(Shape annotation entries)
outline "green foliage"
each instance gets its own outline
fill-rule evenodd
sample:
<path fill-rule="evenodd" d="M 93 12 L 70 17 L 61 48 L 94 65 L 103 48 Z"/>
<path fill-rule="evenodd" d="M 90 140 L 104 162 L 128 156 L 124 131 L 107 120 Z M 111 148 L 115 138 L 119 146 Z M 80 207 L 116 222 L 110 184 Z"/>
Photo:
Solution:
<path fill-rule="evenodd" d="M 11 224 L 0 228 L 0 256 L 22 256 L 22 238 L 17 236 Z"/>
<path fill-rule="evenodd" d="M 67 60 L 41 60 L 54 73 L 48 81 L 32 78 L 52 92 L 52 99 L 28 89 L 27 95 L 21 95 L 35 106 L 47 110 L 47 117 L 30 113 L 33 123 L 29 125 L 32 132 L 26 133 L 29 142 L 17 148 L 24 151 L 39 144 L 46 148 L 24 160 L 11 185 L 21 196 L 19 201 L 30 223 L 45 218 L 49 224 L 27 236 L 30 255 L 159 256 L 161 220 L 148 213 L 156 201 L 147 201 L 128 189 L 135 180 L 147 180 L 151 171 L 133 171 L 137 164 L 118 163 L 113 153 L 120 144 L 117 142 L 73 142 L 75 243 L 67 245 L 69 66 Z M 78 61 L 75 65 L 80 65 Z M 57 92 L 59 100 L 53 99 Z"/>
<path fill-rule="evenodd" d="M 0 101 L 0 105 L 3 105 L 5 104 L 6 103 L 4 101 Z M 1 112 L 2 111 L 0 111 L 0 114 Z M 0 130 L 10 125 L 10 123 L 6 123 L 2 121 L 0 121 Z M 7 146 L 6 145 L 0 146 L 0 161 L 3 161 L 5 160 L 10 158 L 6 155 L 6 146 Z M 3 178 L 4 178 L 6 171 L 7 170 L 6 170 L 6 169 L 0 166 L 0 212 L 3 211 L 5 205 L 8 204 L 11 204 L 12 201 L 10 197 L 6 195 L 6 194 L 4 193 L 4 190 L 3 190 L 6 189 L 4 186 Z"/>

**STATED EXERCISE**
Render all of the material above as a two-column CSV headed instruction and response, with one row per pair. Put each field in double quotes and turn its line breaks into spaces.

**FULL RESPONSE**
instruction,response
"outline ""green foliage"" each instance gets its own outline fill-rule evenodd sample: <path fill-rule=""evenodd"" d=""M 93 12 L 70 17 L 61 48 L 94 65 L 103 48 Z""/> <path fill-rule=""evenodd"" d=""M 90 140 L 104 162 L 128 156 L 124 131 L 107 120 Z M 111 148 L 115 138 L 119 146 Z M 80 207 L 116 222 L 110 184 Z""/> Photo: Solution:","<path fill-rule=""evenodd"" d=""M 11 224 L 0 228 L 0 256 L 22 256 L 22 238 L 17 236 Z""/> <path fill-rule=""evenodd"" d=""M 67 60 L 41 60 L 54 73 L 48 81 L 32 78 L 52 92 L 52 99 L 28 89 L 27 95 L 21 95 L 35 106 L 47 110 L 47 117 L 30 113 L 33 123 L 29 125 L 32 132 L 26 133 L 29 142 L 17 148 L 24 151 L 39 144 L 46 148 L 24 160 L 11 185 L 21 196 L 19 201 L 30 223 L 45 218 L 49 224 L 27 236 L 30 255 L 159 256 L 161 220 L 148 213 L 156 201 L 147 201 L 128 189 L 135 180 L 147 180 L 151 171 L 133 171 L 137 164 L 118 163 L 113 153 L 120 144 L 117 142 L 73 142 L 75 243 L 67 245 L 69 66 Z M 78 61 L 75 65 L 80 65 Z M 57 92 L 59 100 L 53 99 Z""/> <path fill-rule=""evenodd"" d=""M 0 101 L 0 105 L 3 105 L 5 104 L 6 103 L 4 101 Z M 1 112 L 2 111 L 0 111 L 0 114 Z M 0 130 L 10 125 L 10 123 L 6 123 L 2 121 L 0 121 Z M 7 146 L 6 145 L 0 146 L 0 161 L 3 161 L 5 160 L 10 158 L 6 155 L 6 146 Z M 3 178 L 4 178 L 6 171 L 7 170 L 6 170 L 6 169 L 0 166 L 0 212 L 3 211 L 5 205 L 8 204 L 11 204 L 12 201 L 10 197 L 6 195 L 6 194 L 4 193 L 4 190 L 3 190 L 6 189 L 4 186 Z""/>"